» PAGE:
+ + +

# Coverings of a rectangle

How many coverings of the rectangle with height $1$ and length $n$ exist, if we use only tiles with height $1$ of the following 6 types:

The solution should be in a closed form (formula).

define $U(n)$ to be the number of coverings for the $1\times n$ rectangle with the bottom right corner cut off.

Define $T(n)$ to be the number of coverings for the $1\times n$ rectangle with the top right corner cut off.

Define $R(n)$ to be the number of coverings for the $1\times n$ tectangle.

We have $T(n)=R(n-1)$ since the covering must end in a triangle.

We have $U(n)=R(n-1)+U(n-1)$ since the covering can end in a paralelogram or a triangle.

We have $R(n)=T(n)+U(n)+R(n-1)$ depending on which of the three options is used to finish the covering.

Now we just need to know that $U(1)=1,T(1)=1,R(1)=3$ and we can compute any other value with the previous recursion.

Some c++ code (it only works if the actual answer fits inside an int)

+ + +

» SUPPLIED DATA:

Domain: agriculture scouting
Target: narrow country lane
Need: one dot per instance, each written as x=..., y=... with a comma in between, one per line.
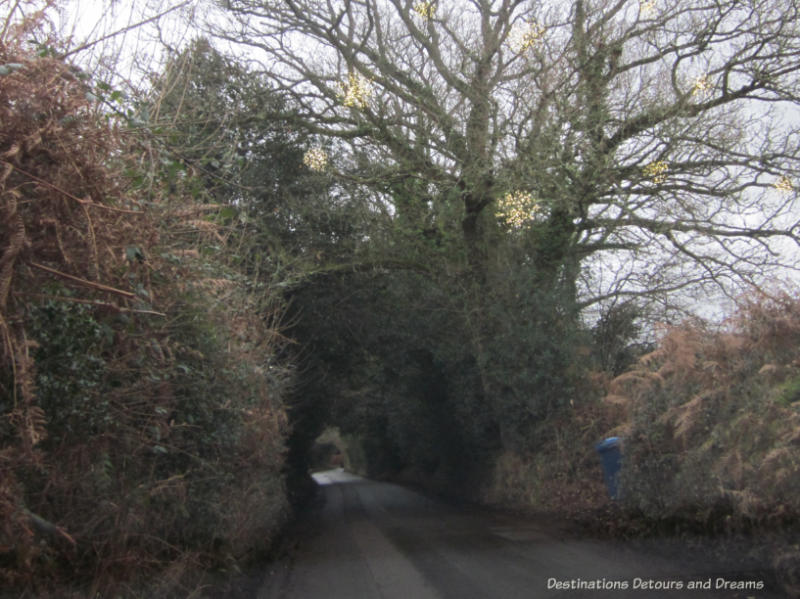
x=379, y=540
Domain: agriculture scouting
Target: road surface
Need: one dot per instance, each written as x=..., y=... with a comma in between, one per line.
x=378, y=540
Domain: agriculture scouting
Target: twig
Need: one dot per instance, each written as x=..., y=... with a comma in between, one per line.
x=84, y=282
x=47, y=527
x=69, y=195
x=89, y=302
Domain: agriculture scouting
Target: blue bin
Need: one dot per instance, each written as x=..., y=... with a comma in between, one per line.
x=611, y=455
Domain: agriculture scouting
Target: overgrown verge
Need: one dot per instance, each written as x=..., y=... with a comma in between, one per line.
x=710, y=429
x=141, y=416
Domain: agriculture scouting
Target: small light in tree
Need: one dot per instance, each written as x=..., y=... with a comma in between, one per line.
x=648, y=7
x=784, y=184
x=356, y=92
x=517, y=209
x=524, y=36
x=426, y=10
x=316, y=159
x=701, y=86
x=657, y=171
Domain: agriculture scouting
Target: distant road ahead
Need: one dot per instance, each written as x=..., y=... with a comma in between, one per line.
x=378, y=540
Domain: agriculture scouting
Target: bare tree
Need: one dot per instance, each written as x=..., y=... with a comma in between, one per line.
x=633, y=147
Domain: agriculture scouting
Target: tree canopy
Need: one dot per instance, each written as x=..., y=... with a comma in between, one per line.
x=651, y=144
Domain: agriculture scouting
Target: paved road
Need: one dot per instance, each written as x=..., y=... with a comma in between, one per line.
x=378, y=540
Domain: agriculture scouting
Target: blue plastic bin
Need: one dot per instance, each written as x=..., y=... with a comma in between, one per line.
x=611, y=455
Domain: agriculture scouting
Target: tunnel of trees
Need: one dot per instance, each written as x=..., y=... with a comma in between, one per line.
x=445, y=228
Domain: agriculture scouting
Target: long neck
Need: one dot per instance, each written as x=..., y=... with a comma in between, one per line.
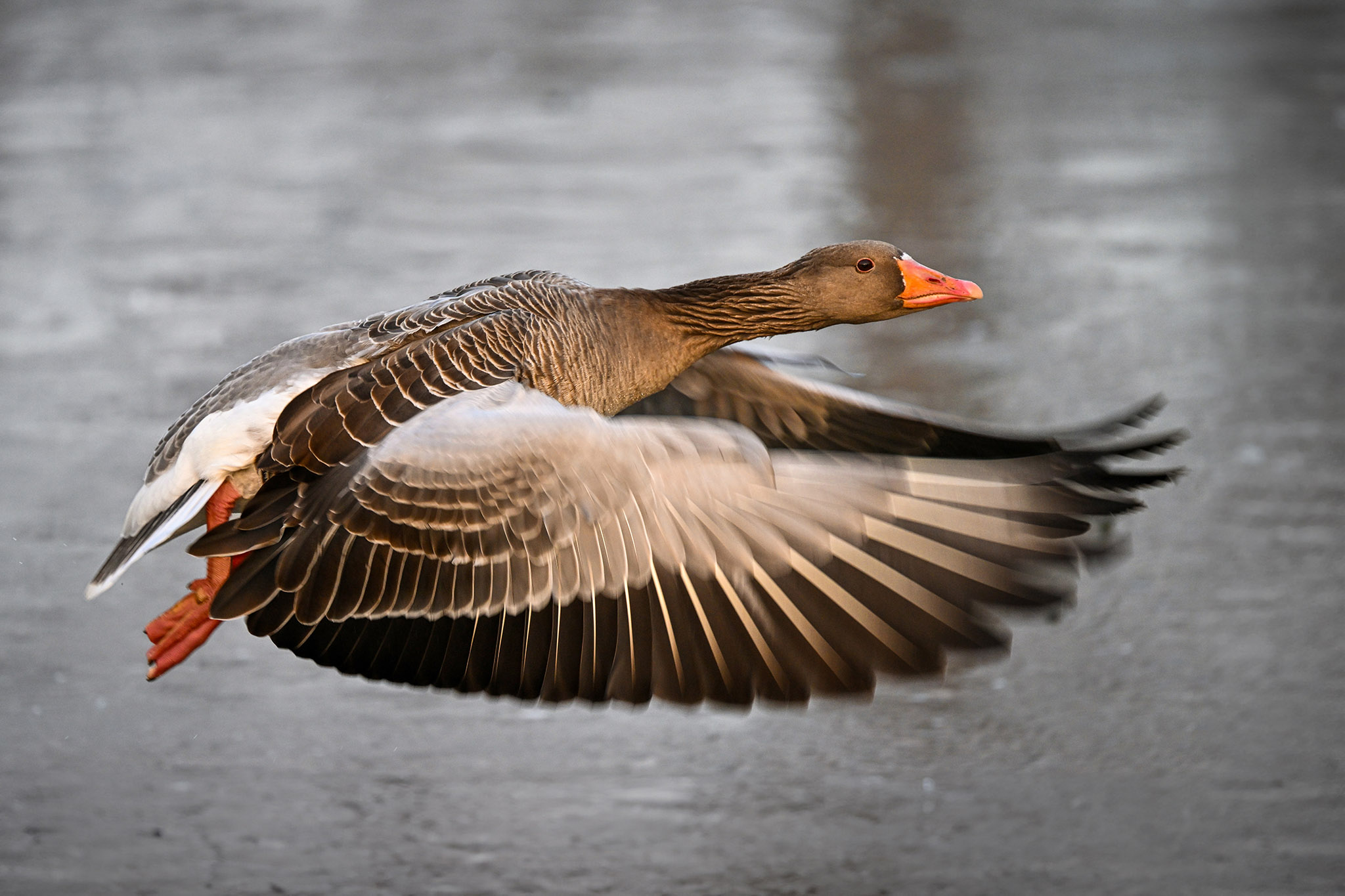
x=728, y=309
x=628, y=343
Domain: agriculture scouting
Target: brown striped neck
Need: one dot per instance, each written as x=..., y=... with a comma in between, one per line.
x=718, y=310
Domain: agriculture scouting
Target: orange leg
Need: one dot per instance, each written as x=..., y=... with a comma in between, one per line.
x=187, y=624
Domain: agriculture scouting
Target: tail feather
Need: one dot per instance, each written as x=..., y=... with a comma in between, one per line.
x=151, y=535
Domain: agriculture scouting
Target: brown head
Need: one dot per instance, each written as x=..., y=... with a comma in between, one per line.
x=854, y=282
x=868, y=281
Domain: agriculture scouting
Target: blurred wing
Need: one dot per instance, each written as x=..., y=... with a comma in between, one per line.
x=500, y=542
x=787, y=412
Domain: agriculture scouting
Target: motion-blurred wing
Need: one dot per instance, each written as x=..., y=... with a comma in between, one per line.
x=787, y=412
x=500, y=542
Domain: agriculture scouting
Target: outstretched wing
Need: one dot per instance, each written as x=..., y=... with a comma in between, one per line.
x=502, y=542
x=787, y=412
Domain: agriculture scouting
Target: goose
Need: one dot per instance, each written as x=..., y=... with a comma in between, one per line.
x=533, y=486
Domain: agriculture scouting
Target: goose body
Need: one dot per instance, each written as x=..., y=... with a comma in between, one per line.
x=529, y=485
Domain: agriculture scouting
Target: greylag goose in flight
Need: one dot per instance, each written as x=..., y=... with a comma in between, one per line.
x=533, y=486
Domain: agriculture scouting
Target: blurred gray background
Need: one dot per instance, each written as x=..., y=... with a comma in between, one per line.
x=1152, y=196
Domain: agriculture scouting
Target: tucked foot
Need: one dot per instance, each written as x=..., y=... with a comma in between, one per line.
x=186, y=625
x=181, y=630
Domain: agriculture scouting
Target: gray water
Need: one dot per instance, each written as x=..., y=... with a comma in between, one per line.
x=1152, y=196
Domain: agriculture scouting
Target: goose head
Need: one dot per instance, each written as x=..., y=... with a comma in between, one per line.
x=866, y=281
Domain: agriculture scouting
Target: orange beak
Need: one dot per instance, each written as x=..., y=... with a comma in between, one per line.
x=927, y=288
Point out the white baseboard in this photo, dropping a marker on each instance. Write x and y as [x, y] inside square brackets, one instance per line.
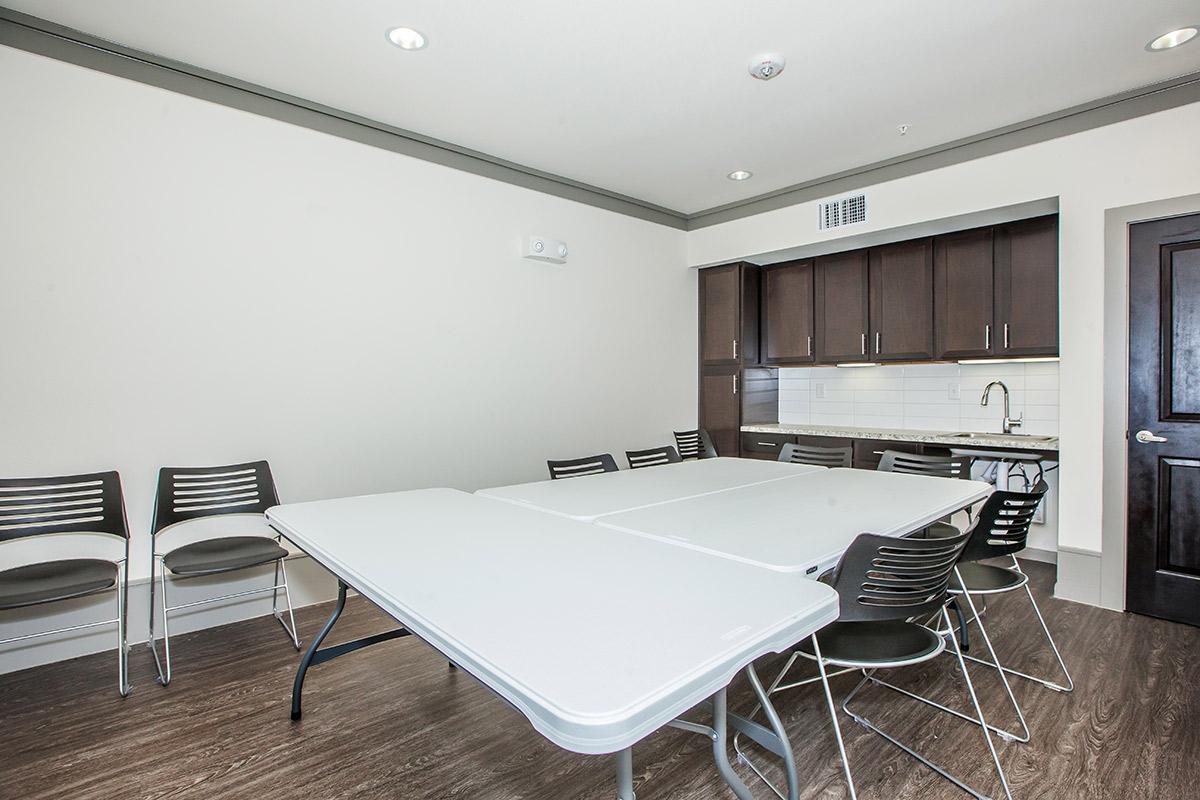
[307, 582]
[1079, 576]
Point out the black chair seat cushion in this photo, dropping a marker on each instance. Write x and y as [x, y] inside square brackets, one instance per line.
[49, 581]
[867, 644]
[226, 554]
[982, 578]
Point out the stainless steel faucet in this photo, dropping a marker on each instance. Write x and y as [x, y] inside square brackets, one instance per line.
[1009, 422]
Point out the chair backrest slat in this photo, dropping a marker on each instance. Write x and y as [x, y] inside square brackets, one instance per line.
[795, 453]
[652, 457]
[888, 578]
[193, 492]
[694, 444]
[581, 467]
[63, 504]
[1003, 523]
[894, 461]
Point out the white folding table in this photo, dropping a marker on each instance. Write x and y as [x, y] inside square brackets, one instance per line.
[801, 524]
[598, 638]
[597, 495]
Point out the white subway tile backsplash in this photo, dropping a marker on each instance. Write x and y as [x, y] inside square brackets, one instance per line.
[921, 396]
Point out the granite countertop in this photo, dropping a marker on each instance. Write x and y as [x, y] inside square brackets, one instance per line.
[1001, 440]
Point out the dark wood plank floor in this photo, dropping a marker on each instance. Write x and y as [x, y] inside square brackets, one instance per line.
[394, 722]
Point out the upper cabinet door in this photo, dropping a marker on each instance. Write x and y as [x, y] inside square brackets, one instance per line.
[901, 280]
[963, 295]
[1027, 288]
[720, 314]
[787, 313]
[841, 310]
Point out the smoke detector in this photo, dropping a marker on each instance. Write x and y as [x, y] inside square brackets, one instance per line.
[767, 66]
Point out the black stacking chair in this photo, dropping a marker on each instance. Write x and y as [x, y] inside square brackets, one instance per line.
[77, 505]
[883, 584]
[1000, 530]
[793, 453]
[190, 493]
[694, 444]
[581, 467]
[936, 465]
[652, 457]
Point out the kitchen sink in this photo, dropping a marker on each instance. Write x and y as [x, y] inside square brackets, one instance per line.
[1001, 435]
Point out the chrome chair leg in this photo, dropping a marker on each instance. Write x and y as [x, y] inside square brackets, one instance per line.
[1007, 735]
[280, 567]
[163, 666]
[1044, 681]
[833, 717]
[981, 721]
[123, 648]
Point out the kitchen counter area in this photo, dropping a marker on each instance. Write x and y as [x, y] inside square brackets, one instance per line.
[946, 438]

+ + +

» INSTRUCTIONS:
a. Retype the rectangle coverings text, everything from "How many coverings" down to "top right corner cut off.".
b. Write what comes next in the rectangle coverings text, picking up after its last line.
The listing has no connection to the rectangle coverings text.

» WRITTEN RESPONSES:
a.
How many coverings of the rectangle with height $1$ and length $n$ exist, if we use only tiles with height $1$ of the following 6 types:

The solution should be in a closed form (formula).

define $U(n)$ to be the number of coverings for the $1\times n$ rectangle with the bottom right corner cut off.

Define $T(n)$ to be the number of coverings for the $1\times n$ rectangle with the top right corner cut off.

b.
#include <bits/stdc++.h>
using namespace std;

const int MAX=100010; // the size of the arrays
int T[MAX]; // an array to save T[i]
int U[MAX]; // an array to save U[i]
int R[MAX]; // an array to save R[i]

int main(){
T[1]=1;
U[1]=1;
R[1]=3;
int n; // the value for which we want R[i]
scanf("%d",&n);
for(int i=2;i<=n;i++){
T[i]=R[i-1];
U[i]=U[i-1]+R[i-1];
R[i]=T[i]+U[i]+R[i-1];
}
printf("%d\n",R[n]); // be careful of overflows!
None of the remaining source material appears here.